== Available data

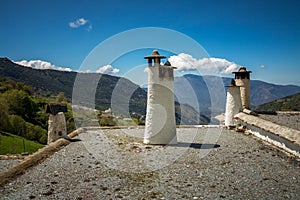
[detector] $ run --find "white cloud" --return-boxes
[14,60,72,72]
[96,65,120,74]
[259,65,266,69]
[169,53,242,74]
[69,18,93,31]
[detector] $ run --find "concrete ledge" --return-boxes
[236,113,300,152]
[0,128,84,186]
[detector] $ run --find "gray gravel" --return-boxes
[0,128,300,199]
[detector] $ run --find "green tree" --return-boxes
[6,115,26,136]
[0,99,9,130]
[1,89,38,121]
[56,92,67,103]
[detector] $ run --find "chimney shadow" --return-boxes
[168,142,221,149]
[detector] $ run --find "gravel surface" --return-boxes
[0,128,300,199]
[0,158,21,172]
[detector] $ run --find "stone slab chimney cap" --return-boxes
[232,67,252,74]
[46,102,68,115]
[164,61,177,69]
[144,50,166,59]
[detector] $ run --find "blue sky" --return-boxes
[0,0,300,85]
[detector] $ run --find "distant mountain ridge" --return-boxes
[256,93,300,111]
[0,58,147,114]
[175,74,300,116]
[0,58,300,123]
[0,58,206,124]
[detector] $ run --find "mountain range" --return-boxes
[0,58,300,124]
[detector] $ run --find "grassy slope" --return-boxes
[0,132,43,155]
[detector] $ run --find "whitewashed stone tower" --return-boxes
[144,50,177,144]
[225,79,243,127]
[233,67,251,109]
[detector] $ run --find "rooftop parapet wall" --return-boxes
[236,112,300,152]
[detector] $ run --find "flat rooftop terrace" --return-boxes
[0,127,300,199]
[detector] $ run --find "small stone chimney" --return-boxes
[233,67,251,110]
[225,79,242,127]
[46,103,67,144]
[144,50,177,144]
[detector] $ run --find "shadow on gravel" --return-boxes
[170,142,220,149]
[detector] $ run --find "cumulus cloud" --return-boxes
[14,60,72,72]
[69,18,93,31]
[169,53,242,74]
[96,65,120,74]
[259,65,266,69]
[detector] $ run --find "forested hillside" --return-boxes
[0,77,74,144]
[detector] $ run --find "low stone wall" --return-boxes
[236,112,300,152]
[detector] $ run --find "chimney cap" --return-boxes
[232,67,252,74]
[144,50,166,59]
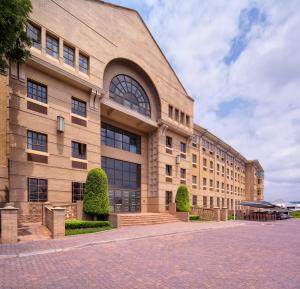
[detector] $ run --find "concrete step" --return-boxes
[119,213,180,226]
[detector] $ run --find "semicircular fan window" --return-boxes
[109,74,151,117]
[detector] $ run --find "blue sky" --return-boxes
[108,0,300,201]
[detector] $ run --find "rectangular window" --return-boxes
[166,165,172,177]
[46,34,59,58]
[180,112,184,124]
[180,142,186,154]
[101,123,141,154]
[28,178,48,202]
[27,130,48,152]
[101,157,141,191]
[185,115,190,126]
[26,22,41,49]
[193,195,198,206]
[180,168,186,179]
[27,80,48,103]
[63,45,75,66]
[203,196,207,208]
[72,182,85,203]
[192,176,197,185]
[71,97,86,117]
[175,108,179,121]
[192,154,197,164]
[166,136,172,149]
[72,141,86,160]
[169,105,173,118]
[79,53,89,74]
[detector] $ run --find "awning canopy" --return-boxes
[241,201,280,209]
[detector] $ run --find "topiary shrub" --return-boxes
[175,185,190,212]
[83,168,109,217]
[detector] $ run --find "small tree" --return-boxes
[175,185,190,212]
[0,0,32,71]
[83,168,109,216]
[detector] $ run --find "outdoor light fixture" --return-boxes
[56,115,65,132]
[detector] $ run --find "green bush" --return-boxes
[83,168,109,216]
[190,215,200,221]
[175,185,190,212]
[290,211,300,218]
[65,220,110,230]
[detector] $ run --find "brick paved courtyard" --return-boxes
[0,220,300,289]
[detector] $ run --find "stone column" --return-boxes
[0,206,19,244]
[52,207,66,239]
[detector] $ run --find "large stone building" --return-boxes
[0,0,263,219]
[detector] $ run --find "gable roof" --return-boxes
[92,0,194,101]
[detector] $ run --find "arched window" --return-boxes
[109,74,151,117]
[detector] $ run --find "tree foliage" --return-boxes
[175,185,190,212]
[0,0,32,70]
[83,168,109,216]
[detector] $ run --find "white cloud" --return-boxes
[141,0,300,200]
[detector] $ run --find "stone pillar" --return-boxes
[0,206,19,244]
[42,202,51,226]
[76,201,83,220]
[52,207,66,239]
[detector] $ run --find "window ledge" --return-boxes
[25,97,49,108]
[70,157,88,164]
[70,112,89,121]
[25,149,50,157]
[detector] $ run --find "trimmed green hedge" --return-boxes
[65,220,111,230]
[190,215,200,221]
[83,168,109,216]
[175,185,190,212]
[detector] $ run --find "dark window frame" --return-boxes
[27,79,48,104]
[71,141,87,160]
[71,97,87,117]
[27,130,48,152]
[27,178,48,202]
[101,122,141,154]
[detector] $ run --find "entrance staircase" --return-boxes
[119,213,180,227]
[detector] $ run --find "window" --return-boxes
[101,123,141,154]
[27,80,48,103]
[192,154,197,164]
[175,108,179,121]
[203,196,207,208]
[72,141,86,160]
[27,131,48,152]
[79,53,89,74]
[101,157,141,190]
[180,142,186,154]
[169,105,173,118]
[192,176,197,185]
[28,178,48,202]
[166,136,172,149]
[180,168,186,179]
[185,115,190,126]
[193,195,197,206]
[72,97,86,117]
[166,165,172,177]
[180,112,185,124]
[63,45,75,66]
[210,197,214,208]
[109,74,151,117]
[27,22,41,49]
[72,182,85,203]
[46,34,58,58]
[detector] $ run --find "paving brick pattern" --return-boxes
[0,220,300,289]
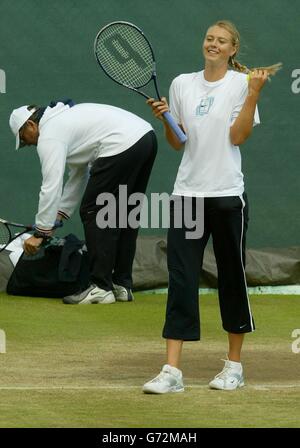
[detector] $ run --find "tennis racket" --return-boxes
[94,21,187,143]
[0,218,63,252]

====

Copy every line above character for character, leaving out the pictures.

#### [Written solution]
[detector] $ run --find "white cloud" --return-boxes
[14,60,72,72]
[96,65,120,74]
[259,65,266,69]
[169,53,242,74]
[69,18,93,31]
[detector] $ run --find "concrete ledge" --return-boxes
[236,113,300,152]
[0,128,84,186]
[detector] $ run --find "gray gravel" --return-boxes
[0,128,300,199]
[detector] $ run --find "green tree" --return-boxes
[6,115,26,136]
[0,99,9,130]
[1,89,38,121]
[56,92,67,103]
[detector] $ run --find "chimney shadow" --return-boxes
[168,142,221,149]
[detector] $ run --find "gravel surface" --return-boxes
[0,128,300,199]
[0,158,21,172]
[detector] $ run --find "stone slab chimney cap" --return-boxes
[232,67,252,74]
[46,102,68,115]
[164,61,177,69]
[144,50,166,59]
[detector] $ run --find "blue sky" --return-boxes
[0,0,300,85]
[detector] $ run --find "distant mountain ridge" --return-boxes
[256,93,300,111]
[0,58,147,114]
[175,74,300,116]
[0,58,300,123]
[0,58,206,124]
[detector] $ run --find "mountain range" --return-boxes
[0,58,300,124]
[detector] $ run --find "grassy slope" --return-boxes
[0,132,43,155]
[detector] $ run --find "whitewashed stone tower" --return-boxes
[144,50,177,144]
[225,79,243,127]
[233,67,251,109]
[detector] $ run --find "rooftop parapet wall" --return-boxes
[236,112,300,152]
[detector] $ run --find "flat rooftop terrace" --return-boxes
[0,127,300,199]
[detector] $ run --find "small stone chimney" --return-boxes
[233,67,251,110]
[225,79,242,127]
[46,103,67,144]
[144,50,177,144]
[detector] $ run --find "shadow on gravel" --return-boxes
[170,142,220,149]
[detector] $ run --find "cumulus cloud" --return-boxes
[14,60,72,72]
[69,18,93,31]
[169,53,242,74]
[96,65,120,74]
[259,65,266,69]
[detector] $ run --find "forested hillside" --return-boxes
[0,77,74,144]
[detector] $ run --find "low stone wall" --return-boxes
[236,112,300,152]
[detector] $ run --find "chimney cap" --return-boxes
[232,67,252,74]
[144,50,166,59]
[detector] $ run --find "concrete step" --return-boxes
[119,213,180,226]
[detector] $ run --find "semicircular fan window" --return-boxes
[109,74,151,117]
[detector] $ run --find "blue sky" --return-boxes
[108,0,300,201]
[detector] $ run --find "rectangular window" --return-boxes
[166,165,172,177]
[46,34,59,58]
[180,112,184,124]
[180,142,186,154]
[101,123,141,154]
[28,178,48,202]
[27,130,48,152]
[101,157,141,191]
[185,115,190,126]
[26,22,41,49]
[193,195,198,206]
[180,168,186,179]
[27,80,48,103]
[63,45,75,66]
[203,196,207,208]
[72,182,85,203]
[192,176,197,185]
[71,97,86,117]
[175,108,179,121]
[192,154,197,164]
[166,136,172,149]
[72,141,86,160]
[169,105,173,118]
[79,53,89,74]
[detector] $ run --find "awning canopy" --return-boxes
[241,201,280,209]
[detector] $ run --find "topiary shrub" --return-boxes
[175,185,190,212]
[83,168,109,217]
[detector] $ run --find "small tree" --return-boxes
[175,185,190,212]
[0,0,32,71]
[83,168,109,216]
[detector] $ run --find "outdoor light fixture" --return-boxes
[56,115,65,132]
[detector] $ run --find "green bush" --return-boxes
[83,168,109,216]
[190,215,200,221]
[175,185,190,212]
[290,211,300,218]
[65,220,110,230]
[detector] $ run --find "brick paved courtyard" --return-boxes
[0,220,300,289]
[detector] $ run --find "stone column" --return-boxes
[0,206,19,244]
[52,207,66,239]
[detector] $ run --find "large stone building" --return-boxes
[0,0,263,219]
[detector] $ run --find "gable roof" --return-boxes
[92,0,194,101]
[detector] $ run --find "arched window" --return-boxes
[109,74,151,117]
[detector] $ run --find "tree foliage" --return-boxes
[175,185,190,212]
[0,0,32,70]
[83,168,109,216]
[detector] $ run --find "white cloud" --return-boxes
[141,0,300,200]
[detector] $ run --find "stone pillar" --return-boxes
[0,206,19,244]
[42,202,51,226]
[76,201,83,220]
[52,207,66,239]
[detector] $ run --find "window ledge" --return-boxes
[25,97,49,108]
[70,157,88,164]
[70,112,89,121]
[25,149,50,157]
[detector] $ run --find "trimmed green hedge" --return-boxes
[65,220,111,230]
[190,215,200,221]
[83,168,109,216]
[175,185,190,212]
[detector] $ run --find "dark window frame" --return-boxes
[27,79,48,104]
[71,141,87,160]
[71,97,87,117]
[27,130,48,152]
[27,178,48,202]
[101,122,141,154]
[detector] $ run --find "entrance staircase" --return-boxes
[119,213,180,227]
[detector] $ run --find "window" --return-boxes
[101,123,141,154]
[27,80,48,103]
[192,154,197,164]
[175,108,179,121]
[203,196,207,208]
[72,141,86,160]
[27,131,48,152]
[79,53,89,74]
[101,157,141,190]
[180,142,186,154]
[169,105,173,118]
[192,176,197,185]
[28,178,48,202]
[166,136,172,149]
[180,168,186,179]
[185,115,190,126]
[193,195,197,206]
[72,97,86,117]
[166,165,172,177]
[180,112,185,124]
[63,45,75,66]
[210,197,214,208]
[109,74,151,117]
[27,22,41,49]
[72,182,85,203]
[46,34,58,58]
[detector] $ run --find "paving brick pattern" --return-boxes
[0,220,300,289]
[detector] $ run --find "tennis racket" --return-boxes
[94,21,187,143]
[0,218,63,252]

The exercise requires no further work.